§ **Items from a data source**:
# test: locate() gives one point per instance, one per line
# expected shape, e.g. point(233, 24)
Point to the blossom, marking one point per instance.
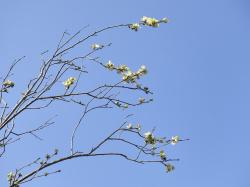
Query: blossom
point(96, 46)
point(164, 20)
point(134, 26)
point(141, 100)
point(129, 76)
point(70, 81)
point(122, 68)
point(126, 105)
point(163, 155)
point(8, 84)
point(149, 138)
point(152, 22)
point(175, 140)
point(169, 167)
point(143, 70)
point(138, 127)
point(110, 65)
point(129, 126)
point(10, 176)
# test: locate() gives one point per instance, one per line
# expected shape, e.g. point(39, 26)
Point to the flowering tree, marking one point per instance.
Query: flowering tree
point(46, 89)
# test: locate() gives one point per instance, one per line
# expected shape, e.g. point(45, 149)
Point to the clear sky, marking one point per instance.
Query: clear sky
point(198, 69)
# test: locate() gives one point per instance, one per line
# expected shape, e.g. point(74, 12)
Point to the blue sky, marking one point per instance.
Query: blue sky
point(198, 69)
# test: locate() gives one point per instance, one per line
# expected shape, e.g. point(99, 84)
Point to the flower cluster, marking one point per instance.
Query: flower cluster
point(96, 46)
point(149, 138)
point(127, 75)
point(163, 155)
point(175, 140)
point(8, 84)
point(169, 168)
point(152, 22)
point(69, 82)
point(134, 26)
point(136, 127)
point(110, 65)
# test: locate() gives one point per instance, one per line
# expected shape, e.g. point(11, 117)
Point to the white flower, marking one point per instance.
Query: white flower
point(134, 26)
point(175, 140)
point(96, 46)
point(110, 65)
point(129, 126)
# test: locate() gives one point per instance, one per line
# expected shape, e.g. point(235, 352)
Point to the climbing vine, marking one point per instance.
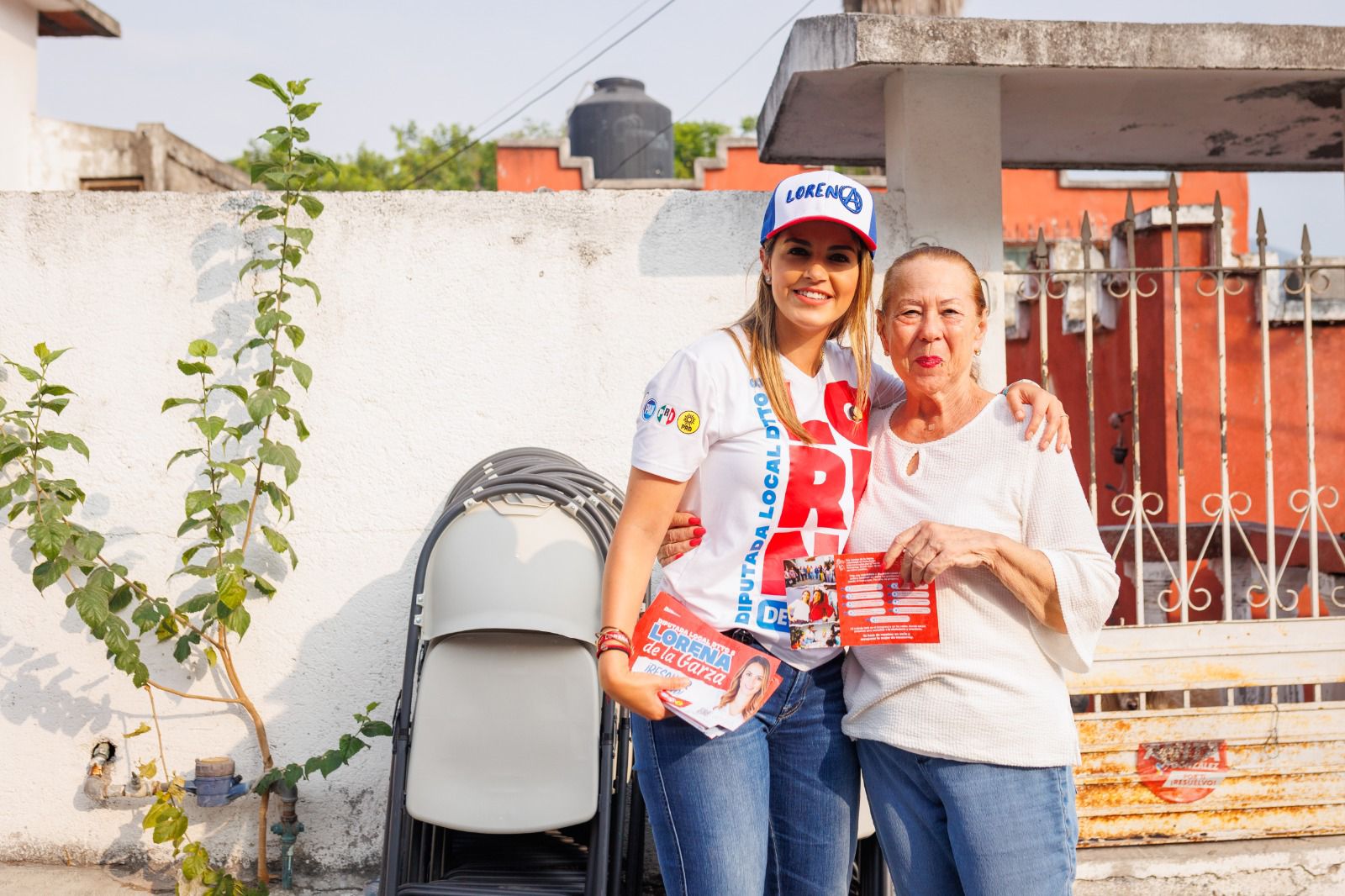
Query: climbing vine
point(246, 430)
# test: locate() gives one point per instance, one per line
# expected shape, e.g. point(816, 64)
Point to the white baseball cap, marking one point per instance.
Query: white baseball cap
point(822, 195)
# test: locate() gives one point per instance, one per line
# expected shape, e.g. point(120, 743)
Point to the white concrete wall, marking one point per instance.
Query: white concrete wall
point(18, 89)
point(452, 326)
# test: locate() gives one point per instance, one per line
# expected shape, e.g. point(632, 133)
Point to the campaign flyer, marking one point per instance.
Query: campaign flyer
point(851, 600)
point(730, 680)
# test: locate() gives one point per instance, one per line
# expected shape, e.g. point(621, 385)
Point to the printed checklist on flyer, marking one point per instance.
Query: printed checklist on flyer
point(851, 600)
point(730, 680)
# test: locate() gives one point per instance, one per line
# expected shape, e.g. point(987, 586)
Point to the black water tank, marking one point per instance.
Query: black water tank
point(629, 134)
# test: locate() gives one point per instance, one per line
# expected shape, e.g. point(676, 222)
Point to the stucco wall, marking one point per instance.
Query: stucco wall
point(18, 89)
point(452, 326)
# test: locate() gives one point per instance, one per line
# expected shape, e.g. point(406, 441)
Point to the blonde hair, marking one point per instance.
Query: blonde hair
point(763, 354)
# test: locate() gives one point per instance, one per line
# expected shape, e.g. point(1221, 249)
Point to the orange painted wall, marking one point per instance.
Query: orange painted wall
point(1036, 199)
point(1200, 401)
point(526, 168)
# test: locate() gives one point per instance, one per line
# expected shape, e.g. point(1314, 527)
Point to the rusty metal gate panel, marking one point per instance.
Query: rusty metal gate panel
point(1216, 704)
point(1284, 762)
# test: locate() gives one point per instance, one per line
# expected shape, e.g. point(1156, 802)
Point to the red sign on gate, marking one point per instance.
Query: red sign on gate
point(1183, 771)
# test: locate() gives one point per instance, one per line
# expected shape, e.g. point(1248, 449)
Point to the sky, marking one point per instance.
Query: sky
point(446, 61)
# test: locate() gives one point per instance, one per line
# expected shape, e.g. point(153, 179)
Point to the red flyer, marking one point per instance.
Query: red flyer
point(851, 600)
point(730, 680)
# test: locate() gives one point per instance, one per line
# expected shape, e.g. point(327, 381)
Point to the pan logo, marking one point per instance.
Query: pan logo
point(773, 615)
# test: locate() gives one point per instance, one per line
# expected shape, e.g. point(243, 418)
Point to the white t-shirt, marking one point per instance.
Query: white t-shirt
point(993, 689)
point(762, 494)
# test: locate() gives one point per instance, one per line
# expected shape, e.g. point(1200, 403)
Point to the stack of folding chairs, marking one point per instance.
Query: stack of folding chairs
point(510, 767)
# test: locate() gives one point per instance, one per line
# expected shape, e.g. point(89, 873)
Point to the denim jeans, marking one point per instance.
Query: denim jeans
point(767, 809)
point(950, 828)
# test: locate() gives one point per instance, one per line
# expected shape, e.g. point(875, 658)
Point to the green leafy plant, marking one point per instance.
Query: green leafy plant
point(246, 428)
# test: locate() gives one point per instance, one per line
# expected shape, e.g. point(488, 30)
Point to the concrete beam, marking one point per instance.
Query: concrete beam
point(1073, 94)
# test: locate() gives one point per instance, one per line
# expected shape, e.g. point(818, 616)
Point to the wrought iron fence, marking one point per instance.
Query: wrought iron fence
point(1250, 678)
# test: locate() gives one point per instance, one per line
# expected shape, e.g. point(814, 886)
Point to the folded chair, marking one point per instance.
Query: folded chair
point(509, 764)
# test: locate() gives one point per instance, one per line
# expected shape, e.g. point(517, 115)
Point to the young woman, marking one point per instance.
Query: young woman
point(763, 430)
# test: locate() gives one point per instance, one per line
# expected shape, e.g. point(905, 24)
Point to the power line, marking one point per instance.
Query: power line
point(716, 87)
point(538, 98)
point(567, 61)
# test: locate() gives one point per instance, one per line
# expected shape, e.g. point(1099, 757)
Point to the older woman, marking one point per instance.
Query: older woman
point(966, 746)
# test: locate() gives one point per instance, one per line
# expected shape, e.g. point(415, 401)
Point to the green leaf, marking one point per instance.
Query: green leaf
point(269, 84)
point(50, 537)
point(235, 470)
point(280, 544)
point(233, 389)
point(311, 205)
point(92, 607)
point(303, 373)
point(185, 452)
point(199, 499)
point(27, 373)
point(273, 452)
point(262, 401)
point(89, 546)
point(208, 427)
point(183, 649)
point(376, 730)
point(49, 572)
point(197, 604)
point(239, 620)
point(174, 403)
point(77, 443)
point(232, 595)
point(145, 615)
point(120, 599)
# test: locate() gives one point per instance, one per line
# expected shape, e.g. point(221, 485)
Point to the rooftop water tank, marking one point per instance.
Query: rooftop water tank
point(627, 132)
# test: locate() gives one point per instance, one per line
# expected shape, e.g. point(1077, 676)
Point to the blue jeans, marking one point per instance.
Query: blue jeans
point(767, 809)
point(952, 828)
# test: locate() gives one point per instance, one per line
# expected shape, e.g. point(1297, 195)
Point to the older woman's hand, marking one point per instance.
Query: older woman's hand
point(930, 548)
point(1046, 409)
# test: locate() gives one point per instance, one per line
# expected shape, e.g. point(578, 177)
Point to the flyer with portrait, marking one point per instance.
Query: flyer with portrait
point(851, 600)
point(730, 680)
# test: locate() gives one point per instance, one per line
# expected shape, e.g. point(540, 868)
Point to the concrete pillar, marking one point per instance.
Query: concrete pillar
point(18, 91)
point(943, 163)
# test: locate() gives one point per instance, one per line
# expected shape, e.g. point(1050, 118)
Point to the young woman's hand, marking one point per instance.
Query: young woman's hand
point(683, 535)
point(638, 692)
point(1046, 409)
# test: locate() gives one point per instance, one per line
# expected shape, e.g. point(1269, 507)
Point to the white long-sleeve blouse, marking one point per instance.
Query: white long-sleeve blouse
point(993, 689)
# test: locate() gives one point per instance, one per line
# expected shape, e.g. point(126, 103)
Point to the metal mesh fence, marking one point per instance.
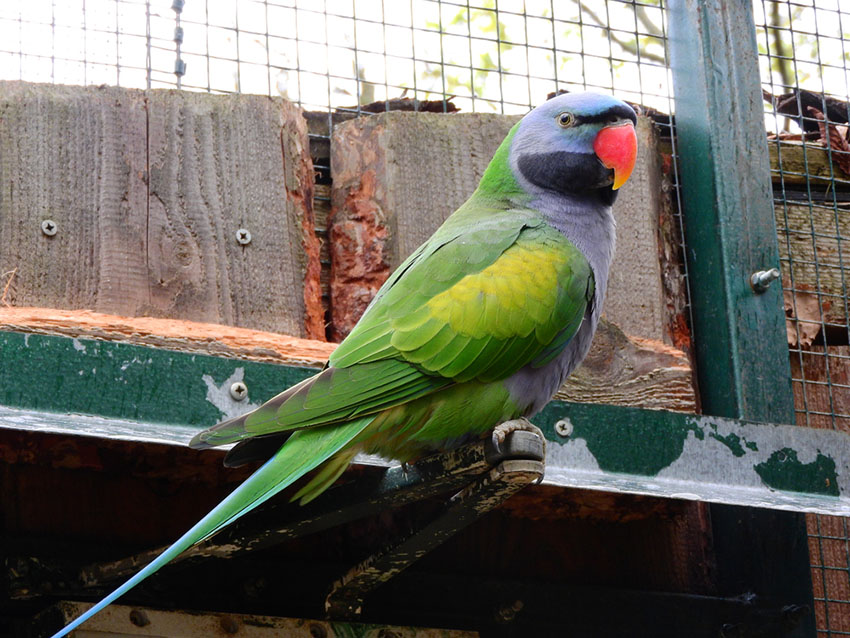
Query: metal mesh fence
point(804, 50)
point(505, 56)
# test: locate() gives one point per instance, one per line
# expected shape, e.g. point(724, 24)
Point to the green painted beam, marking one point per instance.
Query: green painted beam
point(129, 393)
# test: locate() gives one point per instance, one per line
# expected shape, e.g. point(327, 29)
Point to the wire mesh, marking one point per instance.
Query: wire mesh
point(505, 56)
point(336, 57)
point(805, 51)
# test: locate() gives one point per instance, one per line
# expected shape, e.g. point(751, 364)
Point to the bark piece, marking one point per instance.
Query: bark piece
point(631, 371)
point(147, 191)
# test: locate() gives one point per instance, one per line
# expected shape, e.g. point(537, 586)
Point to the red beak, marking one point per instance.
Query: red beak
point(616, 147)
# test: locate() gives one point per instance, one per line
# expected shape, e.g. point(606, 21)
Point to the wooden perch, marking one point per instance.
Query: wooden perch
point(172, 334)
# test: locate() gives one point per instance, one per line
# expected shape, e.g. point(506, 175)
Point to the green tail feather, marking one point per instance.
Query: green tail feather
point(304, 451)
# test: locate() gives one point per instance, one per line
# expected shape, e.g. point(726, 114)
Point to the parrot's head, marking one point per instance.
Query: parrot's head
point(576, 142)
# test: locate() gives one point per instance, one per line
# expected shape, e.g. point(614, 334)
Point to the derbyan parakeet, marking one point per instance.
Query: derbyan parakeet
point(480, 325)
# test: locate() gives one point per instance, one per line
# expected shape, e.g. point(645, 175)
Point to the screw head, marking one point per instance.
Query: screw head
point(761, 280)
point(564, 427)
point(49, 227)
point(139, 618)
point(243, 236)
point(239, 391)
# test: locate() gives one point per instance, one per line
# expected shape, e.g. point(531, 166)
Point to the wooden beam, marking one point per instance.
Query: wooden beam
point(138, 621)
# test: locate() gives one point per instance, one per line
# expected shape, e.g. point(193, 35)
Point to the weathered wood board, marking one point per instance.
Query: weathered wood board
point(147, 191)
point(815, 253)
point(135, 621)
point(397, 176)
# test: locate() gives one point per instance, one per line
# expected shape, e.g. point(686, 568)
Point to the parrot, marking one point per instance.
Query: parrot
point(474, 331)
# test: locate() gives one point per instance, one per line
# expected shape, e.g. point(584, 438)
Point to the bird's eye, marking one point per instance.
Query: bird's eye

§ **Your task**: Please give back an exact copy of the entries above from their first line through the line containing "Point to the climbing", leaving the pictures aside.

§ **Exercise answer**:
# test: locate() gives one point per instance, one per line
# expected shape, e.g. point(233, 24)
Point to the blossom, marking one point per instance.
Query: blossom
point(96, 46)
point(164, 20)
point(134, 26)
point(141, 100)
point(129, 76)
point(70, 81)
point(122, 68)
point(126, 105)
point(163, 155)
point(8, 84)
point(149, 138)
point(152, 22)
point(175, 140)
point(169, 167)
point(143, 70)
point(138, 127)
point(110, 65)
point(129, 126)
point(10, 176)
# test: locate() gives one point per instance, one per line
# expected shape, e.g. point(39, 26)
Point to the flowering tree, marking one point per instance.
Query: flowering tree
point(46, 89)
# test: locate() gives one point per instance, one per line
# expected shape, e.g. point(45, 149)
Point to the clear sky, marking one point per instance.
Query: clear sky
point(198, 69)
# test: locate() gives one point per instance, one per line
# expected shape, e.g. point(74, 12)
Point to the blue sky, marking one point per instance.
Query: blue sky
point(198, 69)
# test: locate() gives one point per instance, one per line
# expected shape, e.g. point(99, 84)
Point to the flower cluster, marking one point per instance.
Query: flower cluster
point(96, 46)
point(149, 138)
point(127, 75)
point(163, 155)
point(175, 140)
point(8, 84)
point(169, 168)
point(152, 22)
point(69, 82)
point(134, 26)
point(136, 127)
point(110, 65)
# test: locate() gives one point per instance, one per line
# expected shape, e.g. point(11, 117)
Point to the white flower, marking one point per instance.
Query: white flower
point(134, 26)
point(175, 140)
point(96, 46)
point(110, 65)
point(129, 126)
# test: locate() gives one point per instance, one per line
# expected shape, e.g. point(235, 352)
Point to the climbing vine, marking one point per instance.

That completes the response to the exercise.